:: CHALLENGE ::
In the listing below, locate the line containing "Note: mark the handwritten"; reproduce that line and all lines that follow it, unchanged.

------ EXERCISE INPUTS

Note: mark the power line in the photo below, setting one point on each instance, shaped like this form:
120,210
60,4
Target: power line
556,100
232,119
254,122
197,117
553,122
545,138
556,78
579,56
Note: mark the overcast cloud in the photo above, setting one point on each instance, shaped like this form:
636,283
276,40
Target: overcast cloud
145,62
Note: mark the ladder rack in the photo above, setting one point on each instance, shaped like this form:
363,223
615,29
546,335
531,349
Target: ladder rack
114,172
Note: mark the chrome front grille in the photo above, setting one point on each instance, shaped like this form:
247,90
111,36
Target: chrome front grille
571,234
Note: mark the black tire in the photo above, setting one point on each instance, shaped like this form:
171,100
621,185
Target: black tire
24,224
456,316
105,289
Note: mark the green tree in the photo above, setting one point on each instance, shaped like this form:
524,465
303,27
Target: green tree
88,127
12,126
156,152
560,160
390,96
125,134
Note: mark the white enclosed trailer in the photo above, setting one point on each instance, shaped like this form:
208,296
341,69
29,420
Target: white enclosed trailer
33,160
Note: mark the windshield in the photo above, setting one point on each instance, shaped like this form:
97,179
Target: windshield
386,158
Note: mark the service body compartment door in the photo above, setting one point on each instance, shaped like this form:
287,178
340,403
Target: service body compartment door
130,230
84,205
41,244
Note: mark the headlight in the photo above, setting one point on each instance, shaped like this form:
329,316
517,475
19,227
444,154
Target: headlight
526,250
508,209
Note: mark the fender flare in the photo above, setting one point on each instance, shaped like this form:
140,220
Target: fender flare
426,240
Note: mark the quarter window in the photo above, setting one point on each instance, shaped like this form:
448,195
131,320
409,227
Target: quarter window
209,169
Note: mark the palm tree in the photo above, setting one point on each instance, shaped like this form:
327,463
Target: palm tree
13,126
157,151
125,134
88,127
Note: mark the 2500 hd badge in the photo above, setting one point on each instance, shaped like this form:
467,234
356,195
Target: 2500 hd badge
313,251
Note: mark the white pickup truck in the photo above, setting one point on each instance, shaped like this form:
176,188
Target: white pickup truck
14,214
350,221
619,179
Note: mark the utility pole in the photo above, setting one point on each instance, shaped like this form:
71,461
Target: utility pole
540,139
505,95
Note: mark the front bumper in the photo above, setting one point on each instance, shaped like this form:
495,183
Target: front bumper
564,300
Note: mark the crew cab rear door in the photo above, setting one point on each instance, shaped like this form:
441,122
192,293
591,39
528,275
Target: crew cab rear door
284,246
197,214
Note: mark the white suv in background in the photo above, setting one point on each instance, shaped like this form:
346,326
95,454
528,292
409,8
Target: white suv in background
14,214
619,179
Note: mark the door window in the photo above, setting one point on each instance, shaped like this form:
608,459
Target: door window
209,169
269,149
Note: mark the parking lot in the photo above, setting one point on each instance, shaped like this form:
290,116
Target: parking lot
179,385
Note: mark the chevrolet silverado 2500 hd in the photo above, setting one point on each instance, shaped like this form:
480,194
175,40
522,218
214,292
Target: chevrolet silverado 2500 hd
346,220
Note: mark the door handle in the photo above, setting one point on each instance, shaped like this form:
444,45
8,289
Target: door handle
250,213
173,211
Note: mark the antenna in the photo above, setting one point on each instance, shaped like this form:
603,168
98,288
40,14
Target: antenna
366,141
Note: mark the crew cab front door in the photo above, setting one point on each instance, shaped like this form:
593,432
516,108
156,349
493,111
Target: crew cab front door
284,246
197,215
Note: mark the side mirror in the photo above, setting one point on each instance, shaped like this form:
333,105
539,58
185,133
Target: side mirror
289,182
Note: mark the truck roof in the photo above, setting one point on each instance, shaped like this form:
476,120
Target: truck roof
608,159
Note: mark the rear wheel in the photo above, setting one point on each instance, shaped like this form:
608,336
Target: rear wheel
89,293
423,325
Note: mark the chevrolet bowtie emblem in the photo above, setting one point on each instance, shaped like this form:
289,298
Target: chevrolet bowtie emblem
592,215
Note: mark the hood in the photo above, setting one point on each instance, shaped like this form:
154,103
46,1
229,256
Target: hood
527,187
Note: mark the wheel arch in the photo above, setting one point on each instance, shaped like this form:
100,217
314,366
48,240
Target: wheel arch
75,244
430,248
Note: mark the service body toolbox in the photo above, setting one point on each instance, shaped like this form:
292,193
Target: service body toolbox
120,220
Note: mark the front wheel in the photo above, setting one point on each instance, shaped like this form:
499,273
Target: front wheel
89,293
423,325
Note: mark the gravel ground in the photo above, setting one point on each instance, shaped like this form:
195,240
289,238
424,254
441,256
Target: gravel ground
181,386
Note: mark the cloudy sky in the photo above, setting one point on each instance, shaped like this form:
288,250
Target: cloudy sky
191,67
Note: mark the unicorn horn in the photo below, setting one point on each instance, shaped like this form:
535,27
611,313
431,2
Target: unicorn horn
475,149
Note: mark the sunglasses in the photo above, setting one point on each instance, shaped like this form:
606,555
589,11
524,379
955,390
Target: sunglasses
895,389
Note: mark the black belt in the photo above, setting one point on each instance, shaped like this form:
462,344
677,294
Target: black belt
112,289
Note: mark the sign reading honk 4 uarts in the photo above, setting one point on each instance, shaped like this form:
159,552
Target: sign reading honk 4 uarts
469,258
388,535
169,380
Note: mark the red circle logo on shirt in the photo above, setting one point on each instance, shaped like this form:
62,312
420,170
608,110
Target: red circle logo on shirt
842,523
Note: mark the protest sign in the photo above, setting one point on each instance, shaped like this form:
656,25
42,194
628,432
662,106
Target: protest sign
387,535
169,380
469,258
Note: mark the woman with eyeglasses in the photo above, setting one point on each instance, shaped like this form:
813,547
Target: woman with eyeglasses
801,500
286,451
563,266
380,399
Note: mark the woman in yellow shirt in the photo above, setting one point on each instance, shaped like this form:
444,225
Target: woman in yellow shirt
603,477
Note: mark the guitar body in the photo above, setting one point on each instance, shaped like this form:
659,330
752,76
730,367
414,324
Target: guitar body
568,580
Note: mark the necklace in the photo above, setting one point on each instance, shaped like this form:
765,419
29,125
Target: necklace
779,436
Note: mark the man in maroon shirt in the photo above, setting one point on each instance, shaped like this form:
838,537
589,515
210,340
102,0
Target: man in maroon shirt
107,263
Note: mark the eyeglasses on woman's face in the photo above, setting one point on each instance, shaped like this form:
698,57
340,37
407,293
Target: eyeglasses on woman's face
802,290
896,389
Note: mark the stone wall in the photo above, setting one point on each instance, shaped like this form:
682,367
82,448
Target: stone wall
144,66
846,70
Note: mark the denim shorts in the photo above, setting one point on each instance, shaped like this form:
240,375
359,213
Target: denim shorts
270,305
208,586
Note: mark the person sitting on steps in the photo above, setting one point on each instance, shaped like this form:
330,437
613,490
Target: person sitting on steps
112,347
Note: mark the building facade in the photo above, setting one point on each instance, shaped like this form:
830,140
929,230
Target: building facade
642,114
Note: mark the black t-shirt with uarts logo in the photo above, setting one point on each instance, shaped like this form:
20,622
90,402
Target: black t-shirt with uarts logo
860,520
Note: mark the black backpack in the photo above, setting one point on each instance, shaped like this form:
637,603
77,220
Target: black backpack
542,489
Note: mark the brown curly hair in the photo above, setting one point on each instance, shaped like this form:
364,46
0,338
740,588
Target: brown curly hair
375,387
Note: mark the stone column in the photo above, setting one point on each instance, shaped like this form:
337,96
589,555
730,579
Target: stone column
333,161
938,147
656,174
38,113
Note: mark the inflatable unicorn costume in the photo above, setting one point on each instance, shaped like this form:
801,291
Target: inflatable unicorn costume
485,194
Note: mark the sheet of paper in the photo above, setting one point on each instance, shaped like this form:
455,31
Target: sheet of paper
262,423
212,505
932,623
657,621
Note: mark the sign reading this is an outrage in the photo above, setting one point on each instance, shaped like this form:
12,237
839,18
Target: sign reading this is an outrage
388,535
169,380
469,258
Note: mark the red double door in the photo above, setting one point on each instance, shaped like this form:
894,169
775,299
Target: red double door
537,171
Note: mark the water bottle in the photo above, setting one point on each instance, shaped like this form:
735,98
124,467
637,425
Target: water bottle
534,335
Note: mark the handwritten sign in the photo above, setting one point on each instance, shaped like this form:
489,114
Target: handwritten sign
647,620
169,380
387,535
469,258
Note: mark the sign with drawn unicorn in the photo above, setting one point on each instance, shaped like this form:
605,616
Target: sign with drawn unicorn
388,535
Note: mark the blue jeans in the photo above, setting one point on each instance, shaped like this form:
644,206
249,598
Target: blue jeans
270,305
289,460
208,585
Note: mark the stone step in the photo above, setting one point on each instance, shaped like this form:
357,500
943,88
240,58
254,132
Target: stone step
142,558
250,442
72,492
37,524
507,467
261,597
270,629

------------

:: TASK OUTPUT ::
Note: mark the handwritten sign in the photo above, setting one point on each instance, shaped like this form:
489,114
Target: handwritten sign
647,620
169,380
387,535
469,258
Note: mark the sign with drawn unicorn in the photo above, setting one point on each instance, shaped like this form:
605,616
Target: sign with drawn unicorn
388,535
Note: mark the blue jeans in the photo above, setting one point on each instance, shaped like this form:
644,206
249,598
Target: blue jeans
270,305
289,460
208,585
Note: mark the stone step in the photo above, setting one point on each instance, shaped like this form:
357,500
943,88
240,58
254,132
Target: stone step
142,558
250,442
72,492
37,524
507,467
261,597
270,629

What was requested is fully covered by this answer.